[Intel-gfx] [RFC PATCH v3 11/19] KVM: x86: nSVM: implement shadowing of AVIC's physical id table

Maxim Levitsky mlevitsk at redhat.com
Wed Apr 27 20:03:06 UTC 2022


Implement the shadow physical id table and its
write tracking code which will be soon used for the nested AVIC.

Signed-off-by: Maxim Levitsky <mlevitsk at redhat.com>
---
 arch/x86/kvm/svm/avic.c | 461 +++++++++++++++++++++++++++++++++++++++-
 arch/x86/kvm/svm/svm.h  |  71 +++++++
 2 files changed, 524 insertions(+), 8 deletions(-)

★ ★ ★ ★ ★

### [Parts of the exercise]
a: According to the patch header, how many insertions and deletions does the patch make?
b: Say whether each statement agrees with the patch header, answering yes or no and quoting the words that decide it: (i) The patch changes three files. (ii) Maxim Levitsky signed off on the patch. (iii) The shadow physical id table is meant for the nested AVIC.
c: Rewrite the passage of the patch header that starts with "Maxim Levitsky mlevitsk" and ends with "insertions(+), 8 deletions(-)", replacing "write tracking code" with "write protection code".

### [Dataset rows]
★ ★ ★ ★ ★

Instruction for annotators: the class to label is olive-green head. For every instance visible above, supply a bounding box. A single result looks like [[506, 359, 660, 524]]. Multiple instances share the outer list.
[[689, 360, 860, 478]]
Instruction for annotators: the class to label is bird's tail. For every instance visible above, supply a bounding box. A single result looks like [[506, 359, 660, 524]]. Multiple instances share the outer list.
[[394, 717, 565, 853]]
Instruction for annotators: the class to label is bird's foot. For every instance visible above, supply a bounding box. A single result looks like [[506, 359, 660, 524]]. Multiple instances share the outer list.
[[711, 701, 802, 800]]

★ ★ ★ ★ ★

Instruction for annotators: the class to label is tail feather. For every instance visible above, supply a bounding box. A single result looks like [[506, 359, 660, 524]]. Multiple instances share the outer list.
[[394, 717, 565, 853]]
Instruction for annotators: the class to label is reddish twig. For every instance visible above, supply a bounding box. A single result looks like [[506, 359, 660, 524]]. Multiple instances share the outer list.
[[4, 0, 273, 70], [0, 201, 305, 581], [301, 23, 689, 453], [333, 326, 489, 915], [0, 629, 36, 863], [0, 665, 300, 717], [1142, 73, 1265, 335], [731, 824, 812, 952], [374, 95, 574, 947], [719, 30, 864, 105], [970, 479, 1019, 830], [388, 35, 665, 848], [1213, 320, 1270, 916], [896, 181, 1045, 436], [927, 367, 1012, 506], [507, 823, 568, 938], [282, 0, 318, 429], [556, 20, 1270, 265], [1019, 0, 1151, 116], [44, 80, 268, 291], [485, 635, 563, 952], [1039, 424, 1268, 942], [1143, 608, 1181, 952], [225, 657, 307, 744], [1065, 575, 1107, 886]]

★ ★ ★ ★ ★

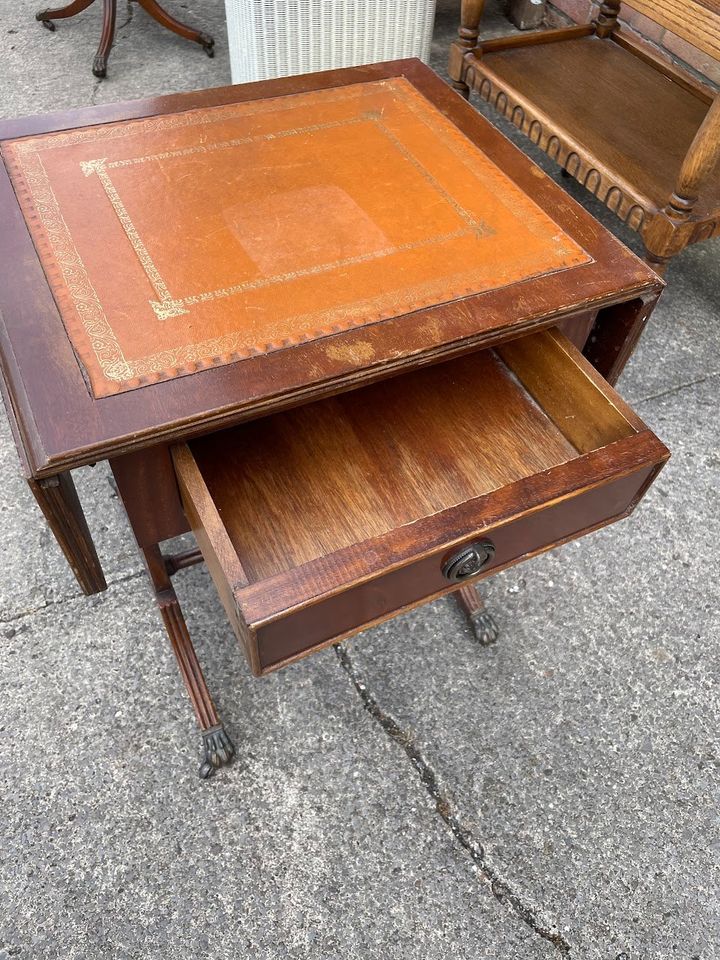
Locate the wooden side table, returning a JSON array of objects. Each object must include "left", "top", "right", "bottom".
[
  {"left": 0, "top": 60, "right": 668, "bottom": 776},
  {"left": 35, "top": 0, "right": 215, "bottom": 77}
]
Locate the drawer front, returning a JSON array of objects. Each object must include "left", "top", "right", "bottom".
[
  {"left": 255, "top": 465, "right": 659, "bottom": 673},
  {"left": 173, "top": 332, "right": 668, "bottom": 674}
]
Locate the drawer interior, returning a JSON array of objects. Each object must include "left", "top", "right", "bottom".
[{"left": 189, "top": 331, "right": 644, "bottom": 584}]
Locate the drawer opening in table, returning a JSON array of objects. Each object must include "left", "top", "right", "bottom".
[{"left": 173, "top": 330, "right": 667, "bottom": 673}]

★ ★ ★ ★ ★

### [Answers provided]
a: 524 insertions and 8 deletions.

b:
(i) No: "2 files changed"
(ii) Yes: "Signed-off-by: Maxim Levitsky"
(iii) Yes: "which will be soon used for the nested AVIC"

c:
Maxim Levitsky mlevitsk at redhat.com
Wed Apr 27 20:03:06 UTC 2022


Implement the shadow physical id table and its
write protection code which will be soon used for the nested AVIC.

Signed-off-by: Maxim Levitsky <mlevitsk at redhat.com>
---
 arch/x86/kvm/svm/avic.c | 461 +++++++++++++++++++++++++++++++++++++++-
 arch/x86/kvm/svm/svm.h  |  71 +++++++
 2 files changed, 524 insertions(+), 8 deletions(-)